Apply what you read:
1. Please copy a passage from the film summary word for word, beginning at the words "- Rishi Kapoor" and stopping after the words "as Urmi (Fuppu)".
2. Decide whether each statement agrees with the film summary. Answer yes or no for each, and quote the deciding words.
(a) The grandfather runs a business called Popley Sweets.
(b) The Duggals turn down the advance tuition fees.
(c) Akhilendra Mishra plays Santosh Duggal.
3. According to the film summary, what car are the Duggals enjoying at the end of the film?

Page text:
The Duggals have only just reached home when their pursuers arrive at their street, asking for their address and creating a ruckus. Farooqui informs a nervous Santosh about their presence. The Duggals come down and start apologising to them; Deepu had even been convinced that they were running a sting operation. However, their fears are unfounded: the grandfather introduces himself as Popley, the proprietor of Popley Sweets, and offers the Duggals twelve months' advance tuition fees to supplement their glaringly inadequate teaching income, which they reluctantly accept. He requests Santosh to teach Aryan to be a morally good boy, unlike his two wastrel sons. Payal and Deepu are now more proud than ever that their father is a teacher. The film ends with the Duggals enjoying their new Maruti Alto; as Payal teaches Santosh to drive it, they lament that they are now stuck in traffic jams, whereas they would have simply squeezed through them with their scooter; of course, it is a small price for them to pay.

==Cast==

- Rishi Kapoor as Santosh Duggal
- Neetu Kapoor as Kusum Duggal
- Aditi Vasudev as Payal Duggal, also the narrator of the film
- Archit Krishna as Sandeep Duggal (a.k.a. Deepu / Sandy)
- Rajesh Vivek as Anchor
- Akhilendra Mishra as Farooqui
- Supriya Shukla as Urmi (Fuppu)

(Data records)

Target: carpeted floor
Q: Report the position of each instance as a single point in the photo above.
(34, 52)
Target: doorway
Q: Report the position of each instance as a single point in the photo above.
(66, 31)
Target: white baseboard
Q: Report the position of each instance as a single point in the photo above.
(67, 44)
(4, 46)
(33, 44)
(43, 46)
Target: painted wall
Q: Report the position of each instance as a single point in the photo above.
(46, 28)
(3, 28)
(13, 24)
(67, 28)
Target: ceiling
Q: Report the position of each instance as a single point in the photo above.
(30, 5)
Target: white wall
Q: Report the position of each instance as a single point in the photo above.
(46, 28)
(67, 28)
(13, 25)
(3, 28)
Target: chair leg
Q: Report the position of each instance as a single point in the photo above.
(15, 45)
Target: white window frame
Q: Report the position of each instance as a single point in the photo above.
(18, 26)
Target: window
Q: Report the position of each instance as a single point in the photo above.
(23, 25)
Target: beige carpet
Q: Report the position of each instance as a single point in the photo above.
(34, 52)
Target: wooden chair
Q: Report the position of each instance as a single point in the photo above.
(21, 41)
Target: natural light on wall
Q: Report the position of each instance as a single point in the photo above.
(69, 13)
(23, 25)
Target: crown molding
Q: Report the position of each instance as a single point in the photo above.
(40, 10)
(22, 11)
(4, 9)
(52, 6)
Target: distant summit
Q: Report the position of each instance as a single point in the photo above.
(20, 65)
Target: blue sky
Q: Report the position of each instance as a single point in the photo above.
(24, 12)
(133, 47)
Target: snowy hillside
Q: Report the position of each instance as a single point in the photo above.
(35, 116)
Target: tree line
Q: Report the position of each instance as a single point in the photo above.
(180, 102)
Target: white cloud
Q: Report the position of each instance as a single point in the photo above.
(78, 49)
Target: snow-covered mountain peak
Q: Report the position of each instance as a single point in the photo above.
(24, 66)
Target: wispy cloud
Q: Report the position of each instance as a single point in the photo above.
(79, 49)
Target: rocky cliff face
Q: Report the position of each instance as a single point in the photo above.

Answers to the exercise:
1.
- Rishi Kapoor as Santosh Duggal
- Neetu Kapoor as Kusum Duggal
- Aditi Vasudev as Payal Duggal, also the narrator of the film
- Archit Krishna as Sandeep Duggal (a.k.a. Deepu / Sandy)
- Rajesh Vivek as Anchor
- Akhilendra Mishra as Farooqui
- Supriya Shukla as Urmi (Fuppu)

2.
(a) Yes: "the grandfather introduces himself as Popley, the proprietor of Popley Sweets"
(b) No: "which they reluctantly accept"
(c) No: "Akhilendra Mishra as Farooqui"

3. A Maruti Alto.